> [TASK TO COMPLETE]: Rewrite all of the records below, replacing "ground" with "locate" and changing nothing else. Leave the pictures out of your answer.

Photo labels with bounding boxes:
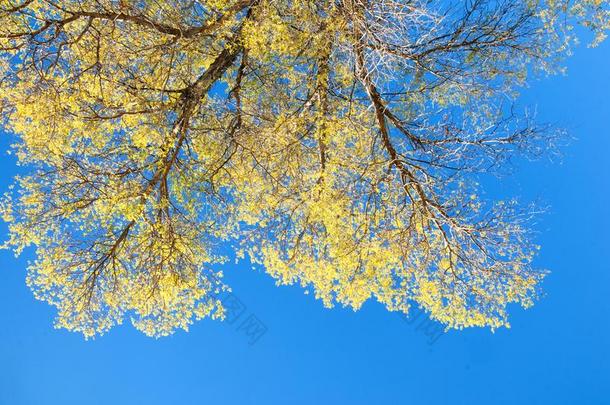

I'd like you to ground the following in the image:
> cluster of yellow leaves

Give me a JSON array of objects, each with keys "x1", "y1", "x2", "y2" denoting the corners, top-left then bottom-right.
[{"x1": 0, "y1": 0, "x2": 608, "y2": 336}]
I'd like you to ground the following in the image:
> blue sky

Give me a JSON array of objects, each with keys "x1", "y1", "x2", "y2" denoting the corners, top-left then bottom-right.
[{"x1": 0, "y1": 38, "x2": 610, "y2": 405}]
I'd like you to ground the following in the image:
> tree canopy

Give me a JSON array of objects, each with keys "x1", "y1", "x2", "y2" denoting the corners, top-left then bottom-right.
[{"x1": 0, "y1": 0, "x2": 610, "y2": 337}]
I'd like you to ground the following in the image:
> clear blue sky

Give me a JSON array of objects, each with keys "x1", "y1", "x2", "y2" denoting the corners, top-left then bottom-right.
[{"x1": 0, "y1": 39, "x2": 610, "y2": 405}]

> [ANSWER BELOW]:
I'd like you to locate the following in the image:
> cluster of yellow leaves

Give me a JSON array of objects, each with keys "x1", "y1", "x2", "y2" denoting the corners, top-left then bottom-right.
[{"x1": 0, "y1": 0, "x2": 608, "y2": 336}]
I'd like you to locate the following in the image:
> blue sky

Give me a JSON array of objects, each with keys "x1", "y1", "x2", "y2" denoting the corners, top-left then bottom-right.
[{"x1": 0, "y1": 38, "x2": 610, "y2": 405}]
I'd like you to locate the following in the image:
> tree canopy

Give me a JSON array of objects, each with keys "x1", "y1", "x2", "y2" denoting the corners, top-left then bottom-right.
[{"x1": 0, "y1": 0, "x2": 610, "y2": 337}]
I'd like you to locate the following in the image:
> clear blue sky

Give me a JSON array of objects, each with keys "x1", "y1", "x2", "y2" denoting the corners, top-left then bottom-right.
[{"x1": 0, "y1": 39, "x2": 610, "y2": 405}]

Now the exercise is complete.